WHAT TO WORK ON:
Count how many of the rows below contain the word "dresser". Give only the number.

==*==

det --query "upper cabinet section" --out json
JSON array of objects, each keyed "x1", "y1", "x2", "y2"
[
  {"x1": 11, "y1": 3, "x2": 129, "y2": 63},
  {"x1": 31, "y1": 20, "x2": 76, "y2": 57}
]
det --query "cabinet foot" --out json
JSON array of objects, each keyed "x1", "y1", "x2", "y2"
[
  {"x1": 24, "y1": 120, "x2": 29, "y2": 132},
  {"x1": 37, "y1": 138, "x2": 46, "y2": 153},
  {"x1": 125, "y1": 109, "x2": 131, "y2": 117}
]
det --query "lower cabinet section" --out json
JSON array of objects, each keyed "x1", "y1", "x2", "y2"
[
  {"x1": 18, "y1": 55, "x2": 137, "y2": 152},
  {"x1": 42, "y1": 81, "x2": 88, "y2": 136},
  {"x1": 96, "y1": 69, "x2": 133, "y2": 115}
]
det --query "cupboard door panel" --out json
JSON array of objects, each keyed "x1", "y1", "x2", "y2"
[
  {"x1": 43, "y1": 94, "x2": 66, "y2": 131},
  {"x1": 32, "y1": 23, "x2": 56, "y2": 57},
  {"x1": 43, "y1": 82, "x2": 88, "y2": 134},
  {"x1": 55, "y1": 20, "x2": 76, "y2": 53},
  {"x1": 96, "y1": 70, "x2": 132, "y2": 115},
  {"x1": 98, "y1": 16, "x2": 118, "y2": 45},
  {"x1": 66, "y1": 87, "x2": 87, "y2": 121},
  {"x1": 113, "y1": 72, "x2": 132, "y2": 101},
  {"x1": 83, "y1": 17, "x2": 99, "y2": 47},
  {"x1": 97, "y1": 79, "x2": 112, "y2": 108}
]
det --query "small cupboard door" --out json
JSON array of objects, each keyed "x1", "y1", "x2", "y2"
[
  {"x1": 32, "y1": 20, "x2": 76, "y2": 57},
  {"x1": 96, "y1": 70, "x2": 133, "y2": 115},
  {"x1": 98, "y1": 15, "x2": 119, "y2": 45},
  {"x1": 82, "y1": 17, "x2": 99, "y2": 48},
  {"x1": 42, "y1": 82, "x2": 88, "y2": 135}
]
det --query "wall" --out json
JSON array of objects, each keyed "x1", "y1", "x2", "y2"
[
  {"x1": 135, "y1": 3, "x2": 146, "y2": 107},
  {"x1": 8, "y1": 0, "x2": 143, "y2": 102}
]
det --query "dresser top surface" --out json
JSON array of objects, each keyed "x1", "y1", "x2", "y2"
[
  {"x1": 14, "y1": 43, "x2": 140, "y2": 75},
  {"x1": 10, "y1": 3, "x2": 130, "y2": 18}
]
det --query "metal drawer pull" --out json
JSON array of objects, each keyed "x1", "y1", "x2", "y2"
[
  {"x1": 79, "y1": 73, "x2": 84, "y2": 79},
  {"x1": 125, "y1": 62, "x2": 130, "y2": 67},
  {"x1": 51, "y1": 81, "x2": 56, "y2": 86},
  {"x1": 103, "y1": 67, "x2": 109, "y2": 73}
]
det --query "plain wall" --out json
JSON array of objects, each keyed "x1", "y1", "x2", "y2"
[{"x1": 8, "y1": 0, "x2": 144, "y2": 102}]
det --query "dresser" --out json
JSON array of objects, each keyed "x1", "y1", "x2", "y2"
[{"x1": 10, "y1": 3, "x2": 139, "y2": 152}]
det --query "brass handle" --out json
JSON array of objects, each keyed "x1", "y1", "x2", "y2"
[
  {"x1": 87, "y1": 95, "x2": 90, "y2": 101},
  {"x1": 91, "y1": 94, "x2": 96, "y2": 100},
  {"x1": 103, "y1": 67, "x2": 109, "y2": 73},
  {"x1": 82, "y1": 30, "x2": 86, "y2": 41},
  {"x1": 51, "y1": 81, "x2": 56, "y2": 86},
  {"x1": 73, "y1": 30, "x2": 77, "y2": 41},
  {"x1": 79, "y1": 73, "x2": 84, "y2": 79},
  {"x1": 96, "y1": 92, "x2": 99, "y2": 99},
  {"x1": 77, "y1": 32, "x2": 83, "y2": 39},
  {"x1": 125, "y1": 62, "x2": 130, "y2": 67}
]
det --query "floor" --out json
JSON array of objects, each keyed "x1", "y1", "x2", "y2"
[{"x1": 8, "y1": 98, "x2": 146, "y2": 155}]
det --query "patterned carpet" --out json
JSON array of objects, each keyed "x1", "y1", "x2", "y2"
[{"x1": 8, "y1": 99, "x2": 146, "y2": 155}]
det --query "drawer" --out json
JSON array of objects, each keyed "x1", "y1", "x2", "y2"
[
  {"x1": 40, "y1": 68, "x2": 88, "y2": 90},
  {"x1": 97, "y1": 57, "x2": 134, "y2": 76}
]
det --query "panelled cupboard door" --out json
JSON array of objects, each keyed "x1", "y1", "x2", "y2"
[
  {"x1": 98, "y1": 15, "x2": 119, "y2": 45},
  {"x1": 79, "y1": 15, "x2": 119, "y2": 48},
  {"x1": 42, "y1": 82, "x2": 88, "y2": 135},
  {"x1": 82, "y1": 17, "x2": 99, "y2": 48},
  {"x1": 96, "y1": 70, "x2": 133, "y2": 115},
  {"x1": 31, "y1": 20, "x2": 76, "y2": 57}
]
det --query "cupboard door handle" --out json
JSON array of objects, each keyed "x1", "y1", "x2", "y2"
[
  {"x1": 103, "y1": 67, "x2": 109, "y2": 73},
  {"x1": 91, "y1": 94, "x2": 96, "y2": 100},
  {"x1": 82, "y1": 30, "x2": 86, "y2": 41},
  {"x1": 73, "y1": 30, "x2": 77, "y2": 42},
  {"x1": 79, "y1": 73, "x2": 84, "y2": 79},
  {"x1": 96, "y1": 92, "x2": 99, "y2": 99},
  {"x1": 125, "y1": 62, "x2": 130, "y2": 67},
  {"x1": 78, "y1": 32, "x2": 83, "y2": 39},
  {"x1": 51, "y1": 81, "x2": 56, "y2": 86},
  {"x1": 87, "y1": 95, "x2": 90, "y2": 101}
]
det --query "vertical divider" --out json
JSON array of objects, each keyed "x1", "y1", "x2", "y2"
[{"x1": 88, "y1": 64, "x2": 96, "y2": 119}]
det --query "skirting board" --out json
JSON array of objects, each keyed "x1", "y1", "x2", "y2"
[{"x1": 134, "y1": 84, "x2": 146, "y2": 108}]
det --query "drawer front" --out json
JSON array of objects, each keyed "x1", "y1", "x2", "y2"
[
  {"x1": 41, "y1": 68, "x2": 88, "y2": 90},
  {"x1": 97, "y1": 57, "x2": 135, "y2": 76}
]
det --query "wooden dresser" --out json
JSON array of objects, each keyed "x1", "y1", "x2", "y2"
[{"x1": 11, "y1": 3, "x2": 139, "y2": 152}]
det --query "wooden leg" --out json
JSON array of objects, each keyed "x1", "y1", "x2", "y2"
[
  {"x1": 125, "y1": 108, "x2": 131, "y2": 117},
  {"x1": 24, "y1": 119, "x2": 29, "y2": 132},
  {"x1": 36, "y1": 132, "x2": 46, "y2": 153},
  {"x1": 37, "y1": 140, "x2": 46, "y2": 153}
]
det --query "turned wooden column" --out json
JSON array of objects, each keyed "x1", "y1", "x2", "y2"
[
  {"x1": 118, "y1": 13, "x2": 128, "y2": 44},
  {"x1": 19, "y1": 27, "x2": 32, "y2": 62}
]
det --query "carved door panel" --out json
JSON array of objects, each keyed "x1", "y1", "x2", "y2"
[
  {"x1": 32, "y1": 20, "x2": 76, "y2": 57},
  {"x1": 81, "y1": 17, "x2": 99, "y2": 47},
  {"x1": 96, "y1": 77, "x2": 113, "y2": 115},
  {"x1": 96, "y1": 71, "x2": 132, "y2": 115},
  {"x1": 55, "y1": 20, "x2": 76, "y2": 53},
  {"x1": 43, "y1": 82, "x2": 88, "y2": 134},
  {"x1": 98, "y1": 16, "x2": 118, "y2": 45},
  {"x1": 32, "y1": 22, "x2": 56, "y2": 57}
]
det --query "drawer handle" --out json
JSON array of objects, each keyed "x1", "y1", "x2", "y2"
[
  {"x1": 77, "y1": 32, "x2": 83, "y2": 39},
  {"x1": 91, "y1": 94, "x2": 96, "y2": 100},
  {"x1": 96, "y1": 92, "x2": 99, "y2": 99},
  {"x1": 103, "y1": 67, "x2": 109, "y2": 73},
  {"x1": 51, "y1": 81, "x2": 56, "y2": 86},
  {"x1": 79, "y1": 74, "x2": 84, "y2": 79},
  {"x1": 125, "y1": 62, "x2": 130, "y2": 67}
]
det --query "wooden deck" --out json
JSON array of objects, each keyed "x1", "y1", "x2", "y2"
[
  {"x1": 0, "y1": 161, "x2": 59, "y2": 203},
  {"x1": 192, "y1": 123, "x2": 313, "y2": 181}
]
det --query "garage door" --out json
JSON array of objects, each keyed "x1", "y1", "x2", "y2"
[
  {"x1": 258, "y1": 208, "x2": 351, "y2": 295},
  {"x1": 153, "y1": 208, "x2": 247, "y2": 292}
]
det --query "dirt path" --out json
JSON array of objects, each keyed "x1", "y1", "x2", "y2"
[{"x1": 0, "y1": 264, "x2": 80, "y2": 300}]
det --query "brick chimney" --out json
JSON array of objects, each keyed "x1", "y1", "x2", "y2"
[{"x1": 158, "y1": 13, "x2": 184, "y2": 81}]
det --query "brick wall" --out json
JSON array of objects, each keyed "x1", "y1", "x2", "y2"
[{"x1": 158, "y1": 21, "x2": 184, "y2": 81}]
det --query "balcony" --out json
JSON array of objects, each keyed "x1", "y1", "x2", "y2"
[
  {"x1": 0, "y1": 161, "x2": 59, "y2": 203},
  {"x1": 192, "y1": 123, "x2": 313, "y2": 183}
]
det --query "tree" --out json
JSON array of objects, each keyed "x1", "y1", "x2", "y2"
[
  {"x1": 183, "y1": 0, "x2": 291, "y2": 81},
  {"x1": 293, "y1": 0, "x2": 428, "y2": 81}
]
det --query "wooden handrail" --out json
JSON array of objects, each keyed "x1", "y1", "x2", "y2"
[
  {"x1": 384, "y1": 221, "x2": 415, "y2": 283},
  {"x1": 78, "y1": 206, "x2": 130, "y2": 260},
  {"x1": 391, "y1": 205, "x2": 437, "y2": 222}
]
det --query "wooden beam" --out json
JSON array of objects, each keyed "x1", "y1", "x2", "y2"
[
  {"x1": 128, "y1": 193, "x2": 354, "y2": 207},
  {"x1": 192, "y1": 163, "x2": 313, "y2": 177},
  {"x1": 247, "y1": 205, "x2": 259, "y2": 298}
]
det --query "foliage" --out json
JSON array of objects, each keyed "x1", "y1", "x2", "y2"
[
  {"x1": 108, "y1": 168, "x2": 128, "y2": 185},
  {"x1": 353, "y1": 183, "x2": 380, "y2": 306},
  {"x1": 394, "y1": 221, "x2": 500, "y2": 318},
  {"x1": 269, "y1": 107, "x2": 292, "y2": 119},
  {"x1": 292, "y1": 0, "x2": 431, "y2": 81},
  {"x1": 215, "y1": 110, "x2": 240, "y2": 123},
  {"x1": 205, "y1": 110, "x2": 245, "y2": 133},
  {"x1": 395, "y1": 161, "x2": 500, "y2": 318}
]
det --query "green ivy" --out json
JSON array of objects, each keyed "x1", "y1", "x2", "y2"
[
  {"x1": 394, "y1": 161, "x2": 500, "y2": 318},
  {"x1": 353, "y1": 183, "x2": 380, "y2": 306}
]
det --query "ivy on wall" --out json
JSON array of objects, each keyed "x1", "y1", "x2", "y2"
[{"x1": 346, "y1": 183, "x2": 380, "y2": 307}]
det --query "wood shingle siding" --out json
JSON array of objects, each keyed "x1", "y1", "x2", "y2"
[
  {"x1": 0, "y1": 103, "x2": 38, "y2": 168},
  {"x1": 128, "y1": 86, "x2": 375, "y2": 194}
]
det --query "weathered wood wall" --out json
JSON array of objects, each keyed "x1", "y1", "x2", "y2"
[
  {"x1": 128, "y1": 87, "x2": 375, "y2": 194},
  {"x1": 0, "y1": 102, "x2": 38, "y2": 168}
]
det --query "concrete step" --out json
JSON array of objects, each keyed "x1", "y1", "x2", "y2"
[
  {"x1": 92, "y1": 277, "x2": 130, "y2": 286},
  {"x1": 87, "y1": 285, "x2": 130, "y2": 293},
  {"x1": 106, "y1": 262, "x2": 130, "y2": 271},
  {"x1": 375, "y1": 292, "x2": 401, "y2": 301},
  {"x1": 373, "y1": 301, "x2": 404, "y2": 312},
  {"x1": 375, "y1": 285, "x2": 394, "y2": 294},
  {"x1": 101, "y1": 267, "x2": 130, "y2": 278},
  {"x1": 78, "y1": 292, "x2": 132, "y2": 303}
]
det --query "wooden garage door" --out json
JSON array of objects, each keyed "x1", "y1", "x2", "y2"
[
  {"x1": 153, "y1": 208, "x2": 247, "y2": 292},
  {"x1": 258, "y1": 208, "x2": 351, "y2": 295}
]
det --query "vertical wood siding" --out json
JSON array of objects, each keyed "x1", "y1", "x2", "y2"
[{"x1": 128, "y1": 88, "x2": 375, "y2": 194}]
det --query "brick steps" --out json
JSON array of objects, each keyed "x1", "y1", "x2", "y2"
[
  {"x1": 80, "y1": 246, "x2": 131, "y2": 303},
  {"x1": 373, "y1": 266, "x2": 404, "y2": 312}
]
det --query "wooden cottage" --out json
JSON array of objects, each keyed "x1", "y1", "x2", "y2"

==*==

ANSWER IN FULL:
3